Task description: Based on the entries below, how many lines contain the word "form"? Respond with only the number.

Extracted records
##############################

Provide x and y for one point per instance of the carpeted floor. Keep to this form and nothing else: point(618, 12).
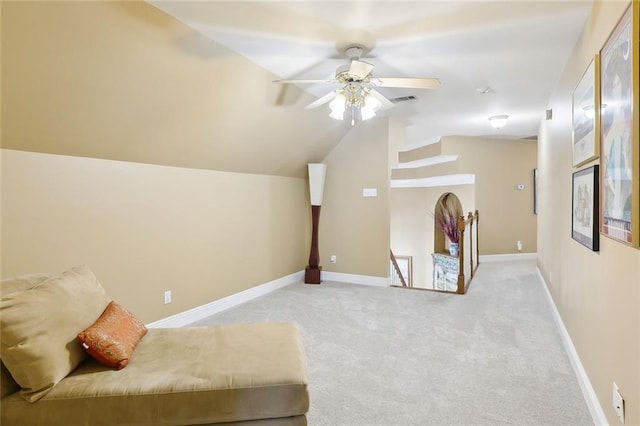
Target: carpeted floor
point(391, 356)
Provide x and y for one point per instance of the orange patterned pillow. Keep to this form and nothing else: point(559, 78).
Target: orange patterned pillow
point(113, 337)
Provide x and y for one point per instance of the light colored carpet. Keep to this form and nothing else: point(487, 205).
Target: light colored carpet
point(391, 356)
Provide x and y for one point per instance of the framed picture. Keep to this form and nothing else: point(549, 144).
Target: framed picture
point(584, 218)
point(586, 104)
point(535, 191)
point(620, 152)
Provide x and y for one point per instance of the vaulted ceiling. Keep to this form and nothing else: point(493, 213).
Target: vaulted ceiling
point(491, 57)
point(190, 83)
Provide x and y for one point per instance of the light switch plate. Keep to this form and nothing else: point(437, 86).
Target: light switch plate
point(370, 192)
point(618, 403)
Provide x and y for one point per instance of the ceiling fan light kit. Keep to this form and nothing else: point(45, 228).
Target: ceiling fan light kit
point(498, 121)
point(357, 91)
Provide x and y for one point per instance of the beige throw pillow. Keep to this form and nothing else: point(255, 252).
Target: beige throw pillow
point(39, 329)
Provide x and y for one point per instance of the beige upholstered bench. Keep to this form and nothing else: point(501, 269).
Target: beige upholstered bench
point(241, 373)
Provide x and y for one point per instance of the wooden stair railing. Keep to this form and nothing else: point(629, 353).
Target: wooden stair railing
point(462, 226)
point(396, 268)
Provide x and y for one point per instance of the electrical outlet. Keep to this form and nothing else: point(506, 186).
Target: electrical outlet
point(618, 403)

##############################

Solution to this task: 11